Recent economic turmoil, coupled with record oil prices, have forced automakers and suppliers to rethink their green strategy. But, new initiatives to build electric vehicles is creating a huge demand for batteries, electric motors and other types of components.
Traditionally, the Paris Auto Show features sleek bodies and stylish designs. But, during the two-week show last October, all the oohs and aahs were reserved for what’s under the skin. Automakers unveiled a wide variety of green cars featuring alternative propulsion systems. Suppliers also unveiled new technology, such as in-wheel electric motors, aimed at improving fuel efficiency and reducing emissions.
The underlying message from the Paris event was that the green car revolution, which started quietly a few years ago, was finally about to go mainstream. However, some of that green buzz died down by the time that the North American International Auto Show opened in Detroit last month.

▶ [Data lines]:
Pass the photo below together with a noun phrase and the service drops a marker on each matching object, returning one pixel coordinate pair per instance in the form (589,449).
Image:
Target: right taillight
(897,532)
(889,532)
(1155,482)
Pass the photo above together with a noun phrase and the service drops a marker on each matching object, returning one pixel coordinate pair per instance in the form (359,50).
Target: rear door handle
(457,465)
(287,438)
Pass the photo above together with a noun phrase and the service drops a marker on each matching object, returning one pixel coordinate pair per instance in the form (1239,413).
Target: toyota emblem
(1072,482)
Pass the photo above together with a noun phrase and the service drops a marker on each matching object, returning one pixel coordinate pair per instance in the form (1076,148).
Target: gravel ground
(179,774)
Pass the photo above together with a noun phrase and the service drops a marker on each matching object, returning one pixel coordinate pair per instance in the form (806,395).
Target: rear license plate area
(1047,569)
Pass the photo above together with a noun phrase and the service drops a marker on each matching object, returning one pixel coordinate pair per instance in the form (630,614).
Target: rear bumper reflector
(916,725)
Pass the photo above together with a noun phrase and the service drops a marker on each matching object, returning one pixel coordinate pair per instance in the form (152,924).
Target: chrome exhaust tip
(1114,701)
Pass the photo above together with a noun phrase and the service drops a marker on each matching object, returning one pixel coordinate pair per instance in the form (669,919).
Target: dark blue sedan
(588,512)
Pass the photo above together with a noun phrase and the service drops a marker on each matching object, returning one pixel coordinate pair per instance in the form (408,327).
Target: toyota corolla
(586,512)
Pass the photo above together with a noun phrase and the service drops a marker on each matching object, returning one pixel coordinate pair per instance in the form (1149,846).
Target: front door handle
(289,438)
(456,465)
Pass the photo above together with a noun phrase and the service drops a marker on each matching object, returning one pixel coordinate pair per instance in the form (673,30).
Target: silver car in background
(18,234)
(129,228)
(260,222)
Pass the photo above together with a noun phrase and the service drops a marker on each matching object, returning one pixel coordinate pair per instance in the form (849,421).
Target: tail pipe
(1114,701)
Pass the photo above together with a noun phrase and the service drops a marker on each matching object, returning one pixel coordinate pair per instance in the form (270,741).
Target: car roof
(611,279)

▶ [Things to do]:
1. In the passage on automakers' green strategy, what new technology did suppliers unveil at the Paris Auto Show?
2. Pick up the passage on automakers' green strategy after its final sentence and keep writing.

▶ [Final results]:
1. In-wheel electric motors

2.
Recent economic turmoil, coupled with low oil prices, have forced automakers and suppliers to rethink their green strategy. “All of a sudden, green cars aren’t in fashion with consumers,” says Dave Cole, chairman of the Center for Automotive Research (Ann Arbor, MI). “Economics is the big concern in the auto industry today. Somehow, we need to bridge the gap between where we are right now and the time when green cars are produced in high volumes.
“In recent months, there’s been a huge decline in hybrid sales,” adds Cole. “Things looked terrific six months ago, but not now. The threshold is $70-a-barrel oil. Anything lower than that makes green cars much harder to sell.”
Cole believes widespread interest in green car technology will heat up again in 2010. That’s when General Motors Corp. (GM, Detroit) plans to begin mass-producing the Chevy Volt at its Detroit-Hamtramck plant.
The much-anticipated car is touted as an extended-range electric vehicle. For trips up to 40 miles, the Volt will be powered by a 16-kilowatt-hour, T-shaped lithium-ion battery. Drivers will plug the front-wheel-drive, four-passenger car into a standard 230-volt household outlet for charging.
“We see the development of vehicles powered by electricity as key to the transformation of our industry,” says Bob Lutz, GM’s vice chairman of global product development. “And, advanced battery technology is at the heart of this transformation.”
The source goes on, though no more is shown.